> [GIVEN INFORMATION]:
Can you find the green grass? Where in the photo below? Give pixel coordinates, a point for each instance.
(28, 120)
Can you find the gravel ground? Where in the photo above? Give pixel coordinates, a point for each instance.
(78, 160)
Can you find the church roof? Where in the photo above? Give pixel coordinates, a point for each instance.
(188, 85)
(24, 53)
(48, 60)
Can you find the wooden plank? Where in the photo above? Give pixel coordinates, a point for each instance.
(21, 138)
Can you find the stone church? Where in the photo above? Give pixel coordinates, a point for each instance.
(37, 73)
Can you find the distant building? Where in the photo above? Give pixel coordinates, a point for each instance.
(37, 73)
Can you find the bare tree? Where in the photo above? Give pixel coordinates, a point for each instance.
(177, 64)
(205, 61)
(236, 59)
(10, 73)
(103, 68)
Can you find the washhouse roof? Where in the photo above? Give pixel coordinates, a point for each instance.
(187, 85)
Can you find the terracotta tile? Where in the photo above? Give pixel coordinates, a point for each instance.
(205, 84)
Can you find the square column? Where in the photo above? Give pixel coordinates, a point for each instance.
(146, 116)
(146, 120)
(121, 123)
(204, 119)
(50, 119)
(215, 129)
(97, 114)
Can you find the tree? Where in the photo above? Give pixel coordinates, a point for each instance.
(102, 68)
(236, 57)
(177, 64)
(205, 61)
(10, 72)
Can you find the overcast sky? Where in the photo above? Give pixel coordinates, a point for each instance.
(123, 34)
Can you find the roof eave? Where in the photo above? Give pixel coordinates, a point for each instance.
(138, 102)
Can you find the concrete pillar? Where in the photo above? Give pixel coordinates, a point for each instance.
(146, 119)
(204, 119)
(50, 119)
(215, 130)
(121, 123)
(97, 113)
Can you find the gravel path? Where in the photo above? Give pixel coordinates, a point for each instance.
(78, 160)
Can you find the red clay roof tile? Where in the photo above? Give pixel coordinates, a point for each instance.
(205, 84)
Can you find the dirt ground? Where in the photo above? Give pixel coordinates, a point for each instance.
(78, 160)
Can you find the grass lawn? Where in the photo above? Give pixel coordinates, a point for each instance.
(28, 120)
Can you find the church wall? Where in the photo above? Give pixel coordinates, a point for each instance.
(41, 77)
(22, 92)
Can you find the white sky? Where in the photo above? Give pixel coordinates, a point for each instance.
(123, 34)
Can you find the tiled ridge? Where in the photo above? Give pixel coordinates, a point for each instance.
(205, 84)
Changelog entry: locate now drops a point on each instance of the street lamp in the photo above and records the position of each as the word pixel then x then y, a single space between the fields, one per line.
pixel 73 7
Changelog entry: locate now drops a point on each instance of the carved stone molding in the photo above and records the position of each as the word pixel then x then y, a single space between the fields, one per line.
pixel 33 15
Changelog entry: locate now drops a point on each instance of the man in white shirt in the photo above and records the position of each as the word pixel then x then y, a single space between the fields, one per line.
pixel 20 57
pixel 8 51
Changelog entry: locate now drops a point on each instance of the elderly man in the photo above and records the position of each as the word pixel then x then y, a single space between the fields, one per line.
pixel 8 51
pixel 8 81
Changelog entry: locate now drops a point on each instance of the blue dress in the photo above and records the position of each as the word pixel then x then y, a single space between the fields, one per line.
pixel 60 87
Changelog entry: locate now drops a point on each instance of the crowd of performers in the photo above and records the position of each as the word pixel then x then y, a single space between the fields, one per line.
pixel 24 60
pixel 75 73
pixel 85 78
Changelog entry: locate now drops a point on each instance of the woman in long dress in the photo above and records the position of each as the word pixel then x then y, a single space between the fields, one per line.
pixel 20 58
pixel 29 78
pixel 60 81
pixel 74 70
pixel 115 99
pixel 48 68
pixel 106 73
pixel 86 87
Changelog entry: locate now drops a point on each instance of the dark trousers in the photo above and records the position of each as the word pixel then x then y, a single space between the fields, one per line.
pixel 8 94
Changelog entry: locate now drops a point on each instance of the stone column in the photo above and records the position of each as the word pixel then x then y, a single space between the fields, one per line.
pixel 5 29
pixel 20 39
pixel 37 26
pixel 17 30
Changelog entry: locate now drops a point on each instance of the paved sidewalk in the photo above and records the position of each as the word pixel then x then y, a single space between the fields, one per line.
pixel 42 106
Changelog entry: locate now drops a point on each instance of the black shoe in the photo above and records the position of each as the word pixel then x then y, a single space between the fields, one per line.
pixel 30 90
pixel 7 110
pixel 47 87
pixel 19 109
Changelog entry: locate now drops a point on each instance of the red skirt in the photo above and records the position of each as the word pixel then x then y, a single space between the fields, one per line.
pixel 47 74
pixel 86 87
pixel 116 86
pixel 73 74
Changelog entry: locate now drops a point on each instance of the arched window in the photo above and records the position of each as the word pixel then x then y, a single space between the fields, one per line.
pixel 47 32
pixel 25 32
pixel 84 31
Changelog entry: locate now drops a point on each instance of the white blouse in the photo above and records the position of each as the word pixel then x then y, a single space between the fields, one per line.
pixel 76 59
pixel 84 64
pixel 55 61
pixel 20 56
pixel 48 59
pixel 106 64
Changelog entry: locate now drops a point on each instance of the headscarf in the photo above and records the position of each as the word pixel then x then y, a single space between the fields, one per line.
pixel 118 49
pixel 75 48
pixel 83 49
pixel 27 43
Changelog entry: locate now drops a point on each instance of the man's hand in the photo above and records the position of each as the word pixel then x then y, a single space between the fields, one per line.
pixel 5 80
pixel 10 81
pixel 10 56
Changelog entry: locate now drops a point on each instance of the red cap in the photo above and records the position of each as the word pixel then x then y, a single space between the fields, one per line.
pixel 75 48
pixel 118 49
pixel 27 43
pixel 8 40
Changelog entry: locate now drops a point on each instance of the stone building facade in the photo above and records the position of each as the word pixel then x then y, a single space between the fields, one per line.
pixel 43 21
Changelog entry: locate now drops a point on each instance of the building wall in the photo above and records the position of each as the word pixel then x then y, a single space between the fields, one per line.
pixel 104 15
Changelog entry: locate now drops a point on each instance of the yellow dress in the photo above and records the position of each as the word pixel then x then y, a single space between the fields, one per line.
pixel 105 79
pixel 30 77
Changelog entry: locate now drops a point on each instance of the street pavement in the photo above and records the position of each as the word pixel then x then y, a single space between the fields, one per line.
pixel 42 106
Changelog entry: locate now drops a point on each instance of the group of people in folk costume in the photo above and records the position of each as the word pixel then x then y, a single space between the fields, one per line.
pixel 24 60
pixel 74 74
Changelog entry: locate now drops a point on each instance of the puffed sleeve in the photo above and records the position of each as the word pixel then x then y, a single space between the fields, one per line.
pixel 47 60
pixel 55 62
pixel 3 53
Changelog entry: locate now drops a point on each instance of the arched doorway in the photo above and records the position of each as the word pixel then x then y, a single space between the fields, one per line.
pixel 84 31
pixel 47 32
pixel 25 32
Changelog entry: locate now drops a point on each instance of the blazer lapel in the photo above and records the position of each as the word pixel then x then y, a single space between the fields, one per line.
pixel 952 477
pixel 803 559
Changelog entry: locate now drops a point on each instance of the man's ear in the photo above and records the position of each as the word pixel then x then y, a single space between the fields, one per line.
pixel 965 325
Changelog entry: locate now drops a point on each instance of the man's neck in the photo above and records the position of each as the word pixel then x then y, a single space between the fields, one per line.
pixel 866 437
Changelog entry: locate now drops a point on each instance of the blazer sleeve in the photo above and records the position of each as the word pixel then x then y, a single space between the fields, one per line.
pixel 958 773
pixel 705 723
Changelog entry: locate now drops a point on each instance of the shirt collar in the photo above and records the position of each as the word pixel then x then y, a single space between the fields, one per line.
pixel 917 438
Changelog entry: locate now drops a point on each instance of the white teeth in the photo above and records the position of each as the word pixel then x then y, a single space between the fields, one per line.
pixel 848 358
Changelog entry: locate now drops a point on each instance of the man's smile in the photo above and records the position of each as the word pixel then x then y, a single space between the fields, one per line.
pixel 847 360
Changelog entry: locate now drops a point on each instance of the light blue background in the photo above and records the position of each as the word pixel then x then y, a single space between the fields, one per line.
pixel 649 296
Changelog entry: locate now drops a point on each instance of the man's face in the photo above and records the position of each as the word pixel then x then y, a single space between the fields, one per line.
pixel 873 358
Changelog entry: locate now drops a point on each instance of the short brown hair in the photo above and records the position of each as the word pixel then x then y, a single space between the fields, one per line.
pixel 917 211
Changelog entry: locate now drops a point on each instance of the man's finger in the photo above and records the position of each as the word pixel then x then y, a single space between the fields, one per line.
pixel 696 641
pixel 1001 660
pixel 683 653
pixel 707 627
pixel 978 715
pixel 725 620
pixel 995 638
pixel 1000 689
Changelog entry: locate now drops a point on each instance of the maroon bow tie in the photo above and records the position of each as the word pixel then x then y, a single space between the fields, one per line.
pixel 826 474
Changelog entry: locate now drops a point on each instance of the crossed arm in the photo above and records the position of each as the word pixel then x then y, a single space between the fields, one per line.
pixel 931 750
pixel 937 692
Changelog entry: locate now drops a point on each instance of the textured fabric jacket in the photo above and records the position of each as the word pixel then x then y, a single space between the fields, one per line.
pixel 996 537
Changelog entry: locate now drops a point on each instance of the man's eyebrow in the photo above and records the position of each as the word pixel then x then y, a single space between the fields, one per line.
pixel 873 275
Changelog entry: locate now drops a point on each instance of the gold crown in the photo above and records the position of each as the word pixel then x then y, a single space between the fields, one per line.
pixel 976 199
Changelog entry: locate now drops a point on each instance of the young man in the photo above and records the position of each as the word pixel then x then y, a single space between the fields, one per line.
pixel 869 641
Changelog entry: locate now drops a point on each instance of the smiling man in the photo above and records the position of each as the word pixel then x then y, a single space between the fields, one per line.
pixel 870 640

> [SET EXERCISE]: Print the data lines from the one containing "of the yellow" through the one containing "pixel 30 77", including both, with no changes.

> [OUTPUT BELOW]:
Changelog entry: locate now drops a point on each instance of the yellow dress in the photo above and records the position of each as the word pixel then x then y, a single space between the fields, one per line.
pixel 105 79
pixel 30 77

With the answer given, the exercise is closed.